### Listed records
□ □ □
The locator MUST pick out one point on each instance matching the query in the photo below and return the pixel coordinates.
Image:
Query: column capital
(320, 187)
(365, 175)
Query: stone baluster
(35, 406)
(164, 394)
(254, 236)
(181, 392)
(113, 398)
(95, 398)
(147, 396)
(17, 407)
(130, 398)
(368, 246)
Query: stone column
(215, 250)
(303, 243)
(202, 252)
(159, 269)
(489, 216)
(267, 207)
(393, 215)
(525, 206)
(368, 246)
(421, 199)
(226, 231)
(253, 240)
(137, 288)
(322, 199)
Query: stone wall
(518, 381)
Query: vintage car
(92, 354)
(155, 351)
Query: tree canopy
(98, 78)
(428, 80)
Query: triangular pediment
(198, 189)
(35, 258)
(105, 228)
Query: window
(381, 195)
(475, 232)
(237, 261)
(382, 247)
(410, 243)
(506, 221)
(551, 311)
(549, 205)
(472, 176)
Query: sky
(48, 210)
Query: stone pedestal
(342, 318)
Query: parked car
□ □ □
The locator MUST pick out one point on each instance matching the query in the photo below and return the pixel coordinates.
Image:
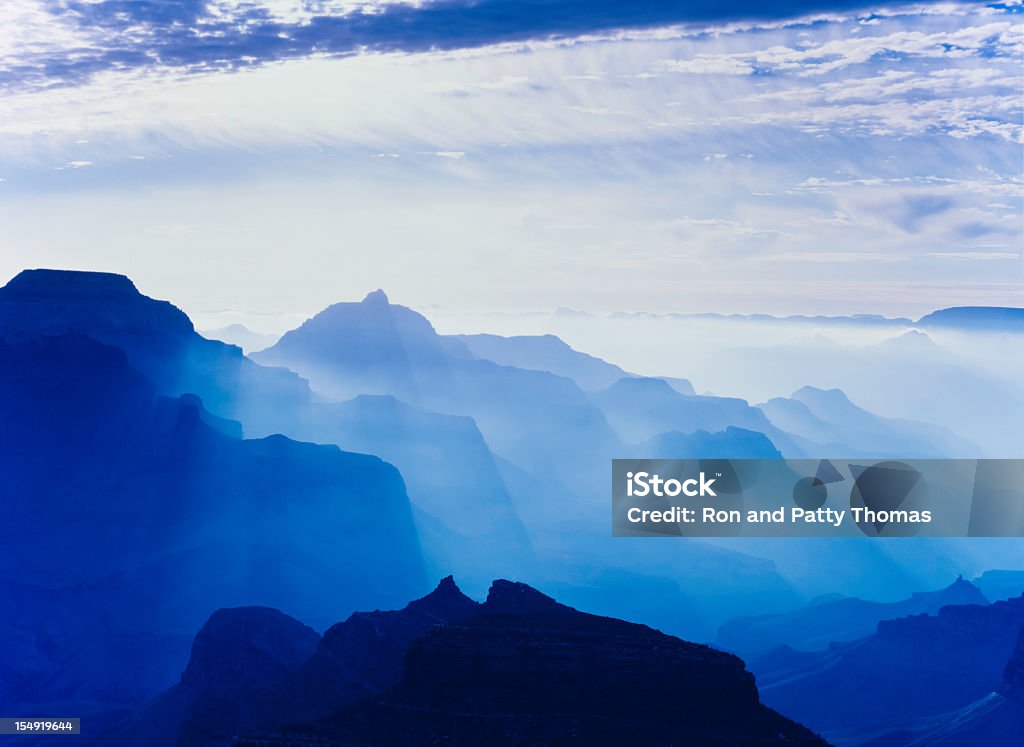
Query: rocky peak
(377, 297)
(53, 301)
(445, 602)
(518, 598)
□ □ □
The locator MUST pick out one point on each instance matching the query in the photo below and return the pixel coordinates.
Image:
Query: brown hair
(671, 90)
□ □ □
### Description of the task
Set out the lines of the rows above as a JSON list of strings, one string per line with blank lines left out, starting with the line containing "Query: tree canopy" and going on through the line containing "Query: parked car", both included.

### Full response
[
  "Query: tree canopy",
  "(98, 78)",
  "(428, 80)",
  "Query: triangular pediment",
  "(198, 189)",
  "(35, 258)",
  "(105, 228)",
  "Query: window",
  "(381, 195)",
  "(475, 232)",
  "(237, 261)",
  "(382, 247)",
  "(410, 243)",
  "(506, 221)",
  "(551, 311)",
  "(549, 205)",
  "(472, 176)",
  "Query: sky",
  "(48, 210)",
  "Query: stone pedestal",
  "(342, 318)",
  "Query: parked car"
]